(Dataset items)
============================================================
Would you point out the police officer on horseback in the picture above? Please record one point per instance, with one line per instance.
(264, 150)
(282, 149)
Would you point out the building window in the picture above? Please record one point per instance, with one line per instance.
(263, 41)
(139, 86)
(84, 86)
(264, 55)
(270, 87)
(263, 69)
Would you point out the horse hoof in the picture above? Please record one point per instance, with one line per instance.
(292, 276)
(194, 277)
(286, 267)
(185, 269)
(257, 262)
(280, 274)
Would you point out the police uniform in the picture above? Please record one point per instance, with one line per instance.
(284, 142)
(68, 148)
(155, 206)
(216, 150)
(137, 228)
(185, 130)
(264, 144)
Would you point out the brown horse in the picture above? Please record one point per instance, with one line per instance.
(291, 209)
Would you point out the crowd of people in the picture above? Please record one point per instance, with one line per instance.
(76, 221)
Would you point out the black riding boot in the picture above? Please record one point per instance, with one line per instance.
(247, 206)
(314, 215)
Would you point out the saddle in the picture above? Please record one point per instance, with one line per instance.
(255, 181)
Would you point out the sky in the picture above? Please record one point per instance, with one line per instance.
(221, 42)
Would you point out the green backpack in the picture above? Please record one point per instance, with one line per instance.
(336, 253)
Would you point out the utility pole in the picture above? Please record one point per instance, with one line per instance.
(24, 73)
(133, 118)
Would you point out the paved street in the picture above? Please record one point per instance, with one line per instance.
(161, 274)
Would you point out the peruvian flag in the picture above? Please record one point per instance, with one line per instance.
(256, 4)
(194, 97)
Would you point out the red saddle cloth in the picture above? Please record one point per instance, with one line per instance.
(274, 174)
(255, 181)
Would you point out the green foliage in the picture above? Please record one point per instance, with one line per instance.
============================================================
> Short task: Copy these records word for word, starting at the line that contains "Would you point out the sky" and running through the end of the records, with both ends included.

> Answer:
Would you point out the sky in the picture above? Please record one point per instance, with one line per instance.
(221, 42)
Would you point out the green backpack in the picture above? Please record one point per instance, with one line per instance.
(336, 253)
Would you point out the utility pole in the picture above? Please record one point per instance, with one line per instance.
(24, 73)
(133, 118)
Would you point out the paved street in the picture above? Please record one point per instance, with one line per instance.
(161, 274)
Would you point out the peruvian flag in the picture above? Please record one point per instance, with one line per instance.
(256, 4)
(194, 97)
Would you point out the red saddle cloth in the picture above? Please record one point per instance, with one line per instance.
(274, 174)
(255, 181)
Would you point out the green foliage in the picture above? Please record one point per instance, with one line per instance.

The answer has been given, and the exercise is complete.